**Directives:**
1/ In the article on the Wollombi brigade, why did Glenn O'Rourke see value in the brigade educating local residents? Answer in one to three sentences.
2/ Reproduce everything in the article on the Wollombi brigade from "Profiling one rural" down to "2002 and 2004.".

**Text section:**
++++++

The Wollombi Valley Firewise community, comprising local residents and members of the Rural Fire Brigade. Photo by Wollombi Rural Fire Brigade
This article first appeared in the Summer 2014-2015 edition of Fire Australia magazine. By Nathan Maddock.
Profiling one rural fire brigade’s use of national research findings on bushfire community safety.
Nestled in a valley in the lower Hunter region of New South Wales is the town of Wollombi, bordered on all sides by extensive eucalypt forest. National parks and state forests completely surround the town and there are only three roads in and out. The risk of a bushfire is high, with major fires occurring in 1994, 2001, 2002 and 2004.
But with this high fire risk comes a unique approach to combating it, driven through local volunteer fire brigades. It doesn’t just involve big red trucks, orange air cranes in the sky or scores of yellow-clad volunteers dousing roaring flames. Their mode of attack has been to use evidence-based research to increase the knowledge of local residents to their level of fire risk and how to combat it.
“I could see the real value of us educating the locals,” said Glenn O’Rourke, Deputy Captain and Community Safety Officer at the Wollombi Rural Fire Brigade.
“We would have a fire, with smoke across the valley. People would ask ‘where is the fire, what’s happening?’ They would have a real sense of concern about the threat of bushfire and what they should do. They would want to engage with us [the brigade], but I could see many of our brigade members not knowing how to respond, or not understanding that we had a role to play beyond just fighting the fire. I thought— we’ve got a lot of knowledge we should share.’
This was back in 2005 and the brigade’s first foray into community safety came in the form of a visit to a small remote community located within the Yengo National Park, about 45 minutes from town.
“They were very concerned about their bushfire risk, so we said we would come out and have a chat.” Mr O’Rourke said.
“We literally hopped in the truck, had the BBQ on the back and off we went. On the way we were talking to each other, wondering what we were going to say.

++++++

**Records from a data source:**
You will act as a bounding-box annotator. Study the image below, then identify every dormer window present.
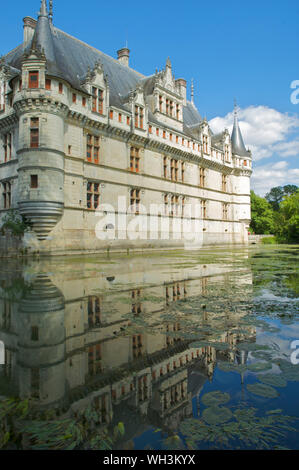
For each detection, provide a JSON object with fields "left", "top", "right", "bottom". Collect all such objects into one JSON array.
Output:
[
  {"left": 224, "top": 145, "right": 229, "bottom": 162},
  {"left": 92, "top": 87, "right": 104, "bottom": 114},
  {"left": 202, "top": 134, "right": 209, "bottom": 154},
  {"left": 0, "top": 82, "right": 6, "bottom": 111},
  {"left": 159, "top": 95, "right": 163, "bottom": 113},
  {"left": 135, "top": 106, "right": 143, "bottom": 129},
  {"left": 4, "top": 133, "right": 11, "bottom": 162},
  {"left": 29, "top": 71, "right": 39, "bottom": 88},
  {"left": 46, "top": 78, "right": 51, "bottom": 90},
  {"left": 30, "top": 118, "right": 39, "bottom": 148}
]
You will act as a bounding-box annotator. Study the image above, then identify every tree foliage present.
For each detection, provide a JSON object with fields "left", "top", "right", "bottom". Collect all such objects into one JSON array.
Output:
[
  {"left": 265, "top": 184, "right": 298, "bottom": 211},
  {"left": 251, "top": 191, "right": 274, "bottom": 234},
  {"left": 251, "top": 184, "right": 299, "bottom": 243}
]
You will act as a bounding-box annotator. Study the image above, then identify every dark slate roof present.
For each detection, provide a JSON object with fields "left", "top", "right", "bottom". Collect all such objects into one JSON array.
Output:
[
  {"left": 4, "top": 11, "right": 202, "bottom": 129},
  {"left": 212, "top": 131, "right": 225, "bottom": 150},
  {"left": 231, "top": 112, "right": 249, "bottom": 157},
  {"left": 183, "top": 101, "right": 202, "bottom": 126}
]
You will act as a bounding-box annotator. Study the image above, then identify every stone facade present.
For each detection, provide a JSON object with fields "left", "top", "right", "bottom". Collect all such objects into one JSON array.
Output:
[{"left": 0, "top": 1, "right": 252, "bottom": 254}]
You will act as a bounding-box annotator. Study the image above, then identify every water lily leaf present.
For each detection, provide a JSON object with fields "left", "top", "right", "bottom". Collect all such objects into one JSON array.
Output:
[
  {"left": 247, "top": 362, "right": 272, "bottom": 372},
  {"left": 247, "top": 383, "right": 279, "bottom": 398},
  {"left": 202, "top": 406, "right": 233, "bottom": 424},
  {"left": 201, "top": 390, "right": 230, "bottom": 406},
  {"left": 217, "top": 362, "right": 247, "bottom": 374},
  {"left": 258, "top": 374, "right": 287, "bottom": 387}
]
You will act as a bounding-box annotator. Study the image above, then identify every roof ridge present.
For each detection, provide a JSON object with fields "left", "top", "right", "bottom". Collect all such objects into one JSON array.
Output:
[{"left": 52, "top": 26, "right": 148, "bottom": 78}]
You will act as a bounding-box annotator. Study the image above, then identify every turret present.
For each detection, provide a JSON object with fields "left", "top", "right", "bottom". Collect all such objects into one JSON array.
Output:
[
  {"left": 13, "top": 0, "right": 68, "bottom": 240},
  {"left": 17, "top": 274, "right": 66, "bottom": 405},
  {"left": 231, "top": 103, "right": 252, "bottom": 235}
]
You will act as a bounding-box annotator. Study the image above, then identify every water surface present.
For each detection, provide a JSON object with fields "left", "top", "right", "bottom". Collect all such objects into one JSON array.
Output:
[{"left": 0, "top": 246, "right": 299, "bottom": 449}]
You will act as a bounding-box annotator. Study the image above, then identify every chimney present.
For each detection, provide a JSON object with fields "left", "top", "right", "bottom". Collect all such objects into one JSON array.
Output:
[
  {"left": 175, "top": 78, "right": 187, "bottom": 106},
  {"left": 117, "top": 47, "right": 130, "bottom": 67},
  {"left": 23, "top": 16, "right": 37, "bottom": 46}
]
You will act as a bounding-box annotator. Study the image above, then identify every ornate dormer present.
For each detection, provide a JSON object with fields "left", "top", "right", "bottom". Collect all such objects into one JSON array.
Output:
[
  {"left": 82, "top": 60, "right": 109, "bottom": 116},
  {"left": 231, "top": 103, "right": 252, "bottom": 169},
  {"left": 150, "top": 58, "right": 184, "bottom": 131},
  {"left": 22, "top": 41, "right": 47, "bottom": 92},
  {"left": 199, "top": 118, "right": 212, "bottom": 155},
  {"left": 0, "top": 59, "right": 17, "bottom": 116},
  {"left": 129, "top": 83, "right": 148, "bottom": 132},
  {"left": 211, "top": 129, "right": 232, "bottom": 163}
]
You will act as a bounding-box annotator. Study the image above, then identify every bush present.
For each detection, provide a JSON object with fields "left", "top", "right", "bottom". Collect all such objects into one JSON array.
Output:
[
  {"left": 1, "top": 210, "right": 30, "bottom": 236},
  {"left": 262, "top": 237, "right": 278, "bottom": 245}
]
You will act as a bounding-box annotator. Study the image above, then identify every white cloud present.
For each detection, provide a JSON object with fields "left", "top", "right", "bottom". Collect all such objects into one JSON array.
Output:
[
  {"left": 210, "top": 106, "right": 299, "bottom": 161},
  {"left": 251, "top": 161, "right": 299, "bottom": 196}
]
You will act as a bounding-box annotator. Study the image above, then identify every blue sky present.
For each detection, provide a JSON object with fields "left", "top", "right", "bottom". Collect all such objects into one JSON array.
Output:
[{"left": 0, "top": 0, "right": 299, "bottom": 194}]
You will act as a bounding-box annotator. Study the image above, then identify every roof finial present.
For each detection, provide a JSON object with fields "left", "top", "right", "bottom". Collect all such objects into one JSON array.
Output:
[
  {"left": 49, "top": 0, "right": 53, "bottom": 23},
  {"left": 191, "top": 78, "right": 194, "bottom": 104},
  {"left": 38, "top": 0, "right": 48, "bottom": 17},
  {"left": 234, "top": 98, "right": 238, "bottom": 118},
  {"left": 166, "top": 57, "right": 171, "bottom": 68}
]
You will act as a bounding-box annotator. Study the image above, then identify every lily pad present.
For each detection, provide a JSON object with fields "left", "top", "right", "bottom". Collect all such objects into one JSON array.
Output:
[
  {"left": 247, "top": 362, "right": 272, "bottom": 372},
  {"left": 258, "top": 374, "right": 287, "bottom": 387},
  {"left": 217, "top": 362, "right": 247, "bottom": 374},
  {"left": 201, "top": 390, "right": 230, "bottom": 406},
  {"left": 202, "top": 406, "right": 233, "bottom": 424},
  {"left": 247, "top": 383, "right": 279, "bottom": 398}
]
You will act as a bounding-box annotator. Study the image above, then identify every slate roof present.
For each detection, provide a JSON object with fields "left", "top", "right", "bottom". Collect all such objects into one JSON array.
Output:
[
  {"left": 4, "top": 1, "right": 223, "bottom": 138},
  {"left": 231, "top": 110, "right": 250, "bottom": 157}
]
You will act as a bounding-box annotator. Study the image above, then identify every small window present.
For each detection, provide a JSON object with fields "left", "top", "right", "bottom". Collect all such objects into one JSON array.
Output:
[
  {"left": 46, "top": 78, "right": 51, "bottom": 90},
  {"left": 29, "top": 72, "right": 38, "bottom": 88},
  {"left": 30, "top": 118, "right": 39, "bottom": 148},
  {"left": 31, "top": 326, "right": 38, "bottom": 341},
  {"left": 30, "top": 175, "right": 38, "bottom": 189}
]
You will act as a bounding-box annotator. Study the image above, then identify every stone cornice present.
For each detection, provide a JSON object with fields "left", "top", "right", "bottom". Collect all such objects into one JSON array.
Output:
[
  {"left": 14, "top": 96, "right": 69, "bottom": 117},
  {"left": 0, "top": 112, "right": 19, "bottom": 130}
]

++++++

**Exercise results:**
1/ During fires, worried residents asked where the fire was and what they should do, and they wanted to engage with the brigade. Many brigade members did not know how to respond or did not see that they had a role beyond fighting the fire. He felt the brigade had a lot of knowledge it should share.

2/
Profiling one rural fire brigade’s use of national research findings on bushfire community safety.
Nestled in a valley in the lower Hunter region of New South Wales is the town of Wollombi, bordered on all sides by extensive eucalypt forest. National parks and state forests completely surround the town and there are only three roads in and out. The risk of a bushfire is high, with major fires occurring in 1994, 2001, 2002 and 2004.